=== WHAT YOU SHOULD DO ===
Please copy the stretch of the listing from the line containing "road shown above." through the end of the listing, substituting "bare earth patch" for "dirt patch" and keeping everything else the same.

═════ LISTED RECORDS

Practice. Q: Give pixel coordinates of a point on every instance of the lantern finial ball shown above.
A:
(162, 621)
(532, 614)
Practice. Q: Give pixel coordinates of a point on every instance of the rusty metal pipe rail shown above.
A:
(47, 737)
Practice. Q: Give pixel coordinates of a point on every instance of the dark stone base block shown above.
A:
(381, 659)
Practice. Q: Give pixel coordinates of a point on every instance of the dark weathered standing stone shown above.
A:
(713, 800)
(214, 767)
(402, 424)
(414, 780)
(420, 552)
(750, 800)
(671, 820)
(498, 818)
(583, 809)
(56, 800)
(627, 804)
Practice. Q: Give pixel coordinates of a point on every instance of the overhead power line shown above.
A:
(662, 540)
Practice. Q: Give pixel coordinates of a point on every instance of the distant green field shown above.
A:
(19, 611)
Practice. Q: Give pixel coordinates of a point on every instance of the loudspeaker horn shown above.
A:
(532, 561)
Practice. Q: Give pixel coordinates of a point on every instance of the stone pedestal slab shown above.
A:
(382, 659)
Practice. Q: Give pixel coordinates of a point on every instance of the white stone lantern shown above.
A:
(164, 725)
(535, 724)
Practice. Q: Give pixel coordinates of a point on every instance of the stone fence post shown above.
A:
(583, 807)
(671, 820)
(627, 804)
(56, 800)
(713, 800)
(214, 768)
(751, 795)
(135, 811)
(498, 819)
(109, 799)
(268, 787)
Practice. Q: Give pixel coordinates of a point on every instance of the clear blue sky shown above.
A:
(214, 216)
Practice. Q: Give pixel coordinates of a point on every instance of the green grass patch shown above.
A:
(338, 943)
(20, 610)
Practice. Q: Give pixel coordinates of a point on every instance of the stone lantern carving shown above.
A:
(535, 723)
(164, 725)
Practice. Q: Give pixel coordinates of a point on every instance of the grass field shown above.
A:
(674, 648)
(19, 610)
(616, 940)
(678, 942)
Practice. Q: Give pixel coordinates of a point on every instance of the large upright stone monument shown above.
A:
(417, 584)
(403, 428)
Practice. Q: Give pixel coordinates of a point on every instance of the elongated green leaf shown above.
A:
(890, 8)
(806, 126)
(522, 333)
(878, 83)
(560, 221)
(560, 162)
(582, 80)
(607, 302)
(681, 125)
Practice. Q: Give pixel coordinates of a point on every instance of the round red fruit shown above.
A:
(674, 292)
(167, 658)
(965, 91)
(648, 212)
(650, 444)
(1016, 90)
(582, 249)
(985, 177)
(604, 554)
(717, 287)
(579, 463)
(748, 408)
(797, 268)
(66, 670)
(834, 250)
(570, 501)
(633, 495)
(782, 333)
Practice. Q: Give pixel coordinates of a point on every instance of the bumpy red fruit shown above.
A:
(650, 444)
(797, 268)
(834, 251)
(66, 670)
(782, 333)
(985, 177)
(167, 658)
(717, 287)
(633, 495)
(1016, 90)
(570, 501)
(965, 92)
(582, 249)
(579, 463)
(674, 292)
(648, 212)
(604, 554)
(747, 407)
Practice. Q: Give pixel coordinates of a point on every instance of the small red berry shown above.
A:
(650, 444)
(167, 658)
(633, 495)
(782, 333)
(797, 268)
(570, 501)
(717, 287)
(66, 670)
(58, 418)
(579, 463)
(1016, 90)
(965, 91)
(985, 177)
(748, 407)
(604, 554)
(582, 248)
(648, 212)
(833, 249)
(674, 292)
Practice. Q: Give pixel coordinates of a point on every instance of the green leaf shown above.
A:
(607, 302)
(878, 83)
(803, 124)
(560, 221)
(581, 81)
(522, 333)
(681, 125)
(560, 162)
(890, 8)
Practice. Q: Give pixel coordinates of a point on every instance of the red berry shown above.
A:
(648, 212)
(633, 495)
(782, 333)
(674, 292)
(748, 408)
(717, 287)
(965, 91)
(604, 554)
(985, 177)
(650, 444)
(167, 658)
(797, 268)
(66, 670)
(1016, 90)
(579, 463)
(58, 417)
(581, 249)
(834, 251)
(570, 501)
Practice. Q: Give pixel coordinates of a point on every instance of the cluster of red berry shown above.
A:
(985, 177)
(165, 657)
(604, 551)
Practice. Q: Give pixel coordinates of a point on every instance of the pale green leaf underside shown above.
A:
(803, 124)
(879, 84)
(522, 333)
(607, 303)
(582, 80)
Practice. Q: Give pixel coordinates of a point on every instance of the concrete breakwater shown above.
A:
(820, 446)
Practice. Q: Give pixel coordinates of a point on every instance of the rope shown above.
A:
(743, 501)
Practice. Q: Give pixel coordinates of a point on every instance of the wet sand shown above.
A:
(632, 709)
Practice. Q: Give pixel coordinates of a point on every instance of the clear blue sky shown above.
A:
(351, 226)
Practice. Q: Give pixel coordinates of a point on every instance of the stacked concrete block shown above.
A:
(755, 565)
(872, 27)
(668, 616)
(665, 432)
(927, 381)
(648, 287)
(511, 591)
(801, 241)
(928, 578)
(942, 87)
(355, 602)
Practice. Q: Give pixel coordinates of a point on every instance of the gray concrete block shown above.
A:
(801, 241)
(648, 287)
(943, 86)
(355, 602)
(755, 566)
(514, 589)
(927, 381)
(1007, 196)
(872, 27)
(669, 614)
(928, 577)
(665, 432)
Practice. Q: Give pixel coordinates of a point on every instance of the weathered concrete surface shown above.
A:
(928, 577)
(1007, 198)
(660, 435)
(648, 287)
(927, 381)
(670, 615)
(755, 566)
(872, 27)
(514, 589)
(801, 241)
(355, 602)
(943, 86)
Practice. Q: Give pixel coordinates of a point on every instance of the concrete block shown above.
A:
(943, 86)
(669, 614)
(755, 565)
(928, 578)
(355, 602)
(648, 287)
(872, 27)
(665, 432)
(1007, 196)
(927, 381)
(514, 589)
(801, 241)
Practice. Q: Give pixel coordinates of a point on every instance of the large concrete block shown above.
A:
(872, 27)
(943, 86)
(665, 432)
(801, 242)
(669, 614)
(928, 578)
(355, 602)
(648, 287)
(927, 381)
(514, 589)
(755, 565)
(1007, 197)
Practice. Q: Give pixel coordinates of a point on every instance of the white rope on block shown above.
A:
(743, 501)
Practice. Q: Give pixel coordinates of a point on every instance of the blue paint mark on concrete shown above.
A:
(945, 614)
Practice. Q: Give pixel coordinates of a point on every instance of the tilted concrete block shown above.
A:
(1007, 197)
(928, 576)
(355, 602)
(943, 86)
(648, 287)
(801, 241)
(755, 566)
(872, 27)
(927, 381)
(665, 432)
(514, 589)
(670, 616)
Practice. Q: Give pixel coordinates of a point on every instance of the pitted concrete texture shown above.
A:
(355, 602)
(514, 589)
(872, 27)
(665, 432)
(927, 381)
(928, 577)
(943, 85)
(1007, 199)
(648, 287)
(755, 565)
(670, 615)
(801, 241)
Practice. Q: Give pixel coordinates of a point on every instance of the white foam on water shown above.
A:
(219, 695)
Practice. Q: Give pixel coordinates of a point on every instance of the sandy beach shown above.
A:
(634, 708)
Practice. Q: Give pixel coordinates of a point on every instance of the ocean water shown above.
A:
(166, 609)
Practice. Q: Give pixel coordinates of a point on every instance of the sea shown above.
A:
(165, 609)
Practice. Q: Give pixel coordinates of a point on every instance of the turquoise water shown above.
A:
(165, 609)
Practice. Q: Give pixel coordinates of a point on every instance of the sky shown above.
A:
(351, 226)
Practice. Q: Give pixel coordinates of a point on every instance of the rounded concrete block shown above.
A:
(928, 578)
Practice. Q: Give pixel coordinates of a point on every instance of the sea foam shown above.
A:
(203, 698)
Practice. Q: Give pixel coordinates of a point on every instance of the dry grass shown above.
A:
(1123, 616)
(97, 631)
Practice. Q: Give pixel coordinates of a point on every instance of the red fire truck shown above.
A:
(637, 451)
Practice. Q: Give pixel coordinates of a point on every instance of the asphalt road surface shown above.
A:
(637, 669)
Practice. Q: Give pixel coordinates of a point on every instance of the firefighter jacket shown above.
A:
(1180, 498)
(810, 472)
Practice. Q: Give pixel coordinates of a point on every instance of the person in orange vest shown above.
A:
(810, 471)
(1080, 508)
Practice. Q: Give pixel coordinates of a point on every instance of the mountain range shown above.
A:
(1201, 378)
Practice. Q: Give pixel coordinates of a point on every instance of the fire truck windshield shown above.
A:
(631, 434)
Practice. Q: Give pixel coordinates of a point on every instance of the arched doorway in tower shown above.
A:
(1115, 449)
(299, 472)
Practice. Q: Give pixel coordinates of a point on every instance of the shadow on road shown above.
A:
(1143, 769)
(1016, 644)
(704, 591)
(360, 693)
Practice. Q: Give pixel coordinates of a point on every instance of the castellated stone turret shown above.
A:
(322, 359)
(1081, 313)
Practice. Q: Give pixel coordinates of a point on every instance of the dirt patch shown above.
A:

══════════

=== SOLUTION TO THE EXERCISE ===
Practice. Q: Give pixel coordinates of a point on every instance of the shadow on road shown above.
A:
(1143, 769)
(1016, 644)
(704, 591)
(360, 693)
Practice. Q: Give pixel coordinates of a point on every instance of the castellated stone turret shown above.
A:
(322, 359)
(1081, 313)
Practice. Q: Give pixel coordinates of a point on every instance of the bare earth patch shown above.
A:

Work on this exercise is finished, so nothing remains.